GIVEN RECORDS =
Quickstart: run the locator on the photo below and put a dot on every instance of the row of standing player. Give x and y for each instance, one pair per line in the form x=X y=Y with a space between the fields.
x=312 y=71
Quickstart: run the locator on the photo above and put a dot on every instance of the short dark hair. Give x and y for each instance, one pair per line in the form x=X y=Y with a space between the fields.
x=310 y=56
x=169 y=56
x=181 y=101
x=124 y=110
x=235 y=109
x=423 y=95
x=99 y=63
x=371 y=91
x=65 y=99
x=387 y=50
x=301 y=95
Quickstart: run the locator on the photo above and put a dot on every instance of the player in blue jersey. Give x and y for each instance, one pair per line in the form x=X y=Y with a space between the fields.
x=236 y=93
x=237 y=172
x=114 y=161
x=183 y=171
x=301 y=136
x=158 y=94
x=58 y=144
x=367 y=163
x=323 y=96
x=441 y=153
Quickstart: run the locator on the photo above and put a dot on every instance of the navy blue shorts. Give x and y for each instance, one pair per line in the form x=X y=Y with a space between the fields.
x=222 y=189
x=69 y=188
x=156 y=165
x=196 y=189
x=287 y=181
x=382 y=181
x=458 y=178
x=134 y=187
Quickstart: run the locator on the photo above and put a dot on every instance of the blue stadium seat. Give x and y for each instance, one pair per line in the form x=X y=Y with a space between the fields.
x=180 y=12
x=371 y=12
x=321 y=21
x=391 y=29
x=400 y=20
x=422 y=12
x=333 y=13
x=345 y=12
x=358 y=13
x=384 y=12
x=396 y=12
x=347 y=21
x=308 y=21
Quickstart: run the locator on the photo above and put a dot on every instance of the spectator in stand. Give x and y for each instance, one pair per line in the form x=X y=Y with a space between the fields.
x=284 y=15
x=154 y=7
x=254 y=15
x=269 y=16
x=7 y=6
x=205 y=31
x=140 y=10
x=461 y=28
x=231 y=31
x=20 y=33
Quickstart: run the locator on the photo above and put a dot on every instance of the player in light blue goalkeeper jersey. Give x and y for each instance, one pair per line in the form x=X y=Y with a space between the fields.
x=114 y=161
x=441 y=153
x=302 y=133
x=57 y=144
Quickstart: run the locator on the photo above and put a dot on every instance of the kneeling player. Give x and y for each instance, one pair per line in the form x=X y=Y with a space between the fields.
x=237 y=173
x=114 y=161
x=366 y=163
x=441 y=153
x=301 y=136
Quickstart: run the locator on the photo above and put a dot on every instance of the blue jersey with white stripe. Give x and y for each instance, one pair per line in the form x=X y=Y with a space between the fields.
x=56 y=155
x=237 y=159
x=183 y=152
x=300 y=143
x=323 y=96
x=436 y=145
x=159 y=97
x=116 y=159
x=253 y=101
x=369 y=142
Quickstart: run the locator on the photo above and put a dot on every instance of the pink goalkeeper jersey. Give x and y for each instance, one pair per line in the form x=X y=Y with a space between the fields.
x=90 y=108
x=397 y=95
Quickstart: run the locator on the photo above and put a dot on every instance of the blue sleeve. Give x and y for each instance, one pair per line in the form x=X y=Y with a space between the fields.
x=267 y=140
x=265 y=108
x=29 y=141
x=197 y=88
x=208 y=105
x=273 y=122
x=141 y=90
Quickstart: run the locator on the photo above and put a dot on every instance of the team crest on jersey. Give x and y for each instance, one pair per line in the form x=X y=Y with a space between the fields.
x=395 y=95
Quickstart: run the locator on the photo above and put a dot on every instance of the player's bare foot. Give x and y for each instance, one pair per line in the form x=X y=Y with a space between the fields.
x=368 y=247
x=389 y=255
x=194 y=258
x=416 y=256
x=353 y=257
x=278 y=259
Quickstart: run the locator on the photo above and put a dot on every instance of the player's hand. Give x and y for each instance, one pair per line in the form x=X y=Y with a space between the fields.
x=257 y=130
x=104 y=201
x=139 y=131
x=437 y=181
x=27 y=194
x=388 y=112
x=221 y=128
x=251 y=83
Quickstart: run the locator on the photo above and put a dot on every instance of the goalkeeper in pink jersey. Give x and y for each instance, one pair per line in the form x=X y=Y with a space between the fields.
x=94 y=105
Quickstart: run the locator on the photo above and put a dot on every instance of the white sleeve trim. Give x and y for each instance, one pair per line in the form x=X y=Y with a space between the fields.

WORK REQUIRED = Reprint the entries above in full, exactly as they are.

OUTPUT =
Quickstart: run the locator on the photo below and put a dot on every instance of the row of standing player. Give x and y for each instance, one pair per line in the form x=X y=Y with a space between the fields.
x=312 y=71
Quickstart: run the locator on the photo above and put a dot on every instance of the short dark hair. Give x and y for each instance, one pair per line in the form x=X y=Y with a space between the fields.
x=310 y=56
x=169 y=56
x=181 y=101
x=124 y=110
x=235 y=109
x=423 y=95
x=99 y=63
x=371 y=91
x=65 y=99
x=387 y=50
x=301 y=95
Quickstart: run the locator on the photo above and put a dot on every instance of the player in blue jersey. Give x and y for each instance, one pair per line in the form x=X y=Y with a space between the fields.
x=236 y=93
x=237 y=172
x=114 y=161
x=183 y=171
x=301 y=136
x=158 y=94
x=58 y=144
x=367 y=163
x=323 y=96
x=441 y=153
Quickstart: run the locator on the photo above and put a dot on every instance of the navy blue shorts. Give x and y for each instance, one pair per line in the form x=X y=Y with a space between the fields.
x=222 y=189
x=69 y=188
x=156 y=165
x=196 y=189
x=287 y=181
x=382 y=181
x=458 y=178
x=134 y=187
Quickstart: run the locator on the photo above and put a dot on every instance of the blue stadium seat. Give x and y for each instance, one pair per line in the form x=X y=Y with a space between the fields.
x=180 y=12
x=371 y=12
x=321 y=21
x=391 y=29
x=400 y=20
x=422 y=12
x=333 y=13
x=345 y=12
x=358 y=13
x=384 y=12
x=396 y=12
x=347 y=21
x=308 y=21
Quickstart: run the locator on the photo above and put a dot on every instance of the spectator in stand. Give x and y for each instance, one pair per line in the form x=X y=Y with a space between the fields.
x=284 y=15
x=154 y=7
x=254 y=15
x=269 y=16
x=7 y=6
x=205 y=31
x=140 y=10
x=461 y=28
x=231 y=31
x=20 y=33
Quickstart: run the locator on the photo above and put a dot on every instance of the player in light blue goalkeeper jersey. Give x and y for each instance, one pair per line in the form x=X y=Y with a space between the fields.
x=114 y=161
x=441 y=153
x=302 y=133
x=57 y=144
Quickstart: run the locator on the photo above and put a dot on every instance of the kneeling player. Give x and y for each instance, one pair per line in the form x=X y=Y with a space between the fields.
x=237 y=173
x=114 y=161
x=366 y=163
x=441 y=153
x=301 y=136
Quickstart: run the locator on the photo above and put a dot on every instance of the blue jersey with white stripe. Give x and y for each instance, one pair per line in the form x=X y=Y with a space between the fields.
x=56 y=155
x=237 y=159
x=183 y=152
x=300 y=143
x=323 y=96
x=436 y=145
x=159 y=97
x=116 y=159
x=253 y=101
x=369 y=142
Quickstart: run the locator on the photo above and put a dot on every instance of the pink goalkeeper jersey. Give x and y for each instance, one pair per line in the form x=X y=Y with a space between the fields.
x=90 y=108
x=397 y=95
Quickstart: run the locator on the photo above and put a dot on every instance of the blue sleeve. Give x and y for each instance, one pair per line in the form x=X y=Y with a space between the fields.
x=267 y=140
x=265 y=108
x=29 y=141
x=197 y=88
x=208 y=105
x=273 y=122
x=141 y=90
Quickstart: run the locator on the photo above and put a dot on every instance of the team crest on jersey. Give x and y for each instance, one pair per line in the form x=X y=Y with a space between the fields.
x=395 y=95
Quickstart: run the locator on the photo above and put a dot on every instance of the player's bare foot. Give x and y for each instance, one pair per line in the form x=X y=Y with a space between the fields.
x=368 y=247
x=389 y=255
x=194 y=258
x=416 y=256
x=353 y=257
x=278 y=259
Quickstart: run the locator on the photo above and put a dot on every instance of the player's hand. Give x and y for each instance, one pair per line in the form x=X y=Y with a space between the fields.
x=257 y=130
x=104 y=201
x=139 y=131
x=437 y=181
x=27 y=194
x=388 y=112
x=221 y=128
x=251 y=83
Quickstart: run the locator on the photo above and put a dot on every instance of the goalkeeper in pink jersey. Give x and y for each instance, one pair per line in the form x=X y=Y with a space between the fields.
x=94 y=105
Quickstart: run the locator on the photo above and put a dot on every instance of the white sleeve trim. Give x and y for each instance, one pair per line in the form x=X y=Y with a space between the fields.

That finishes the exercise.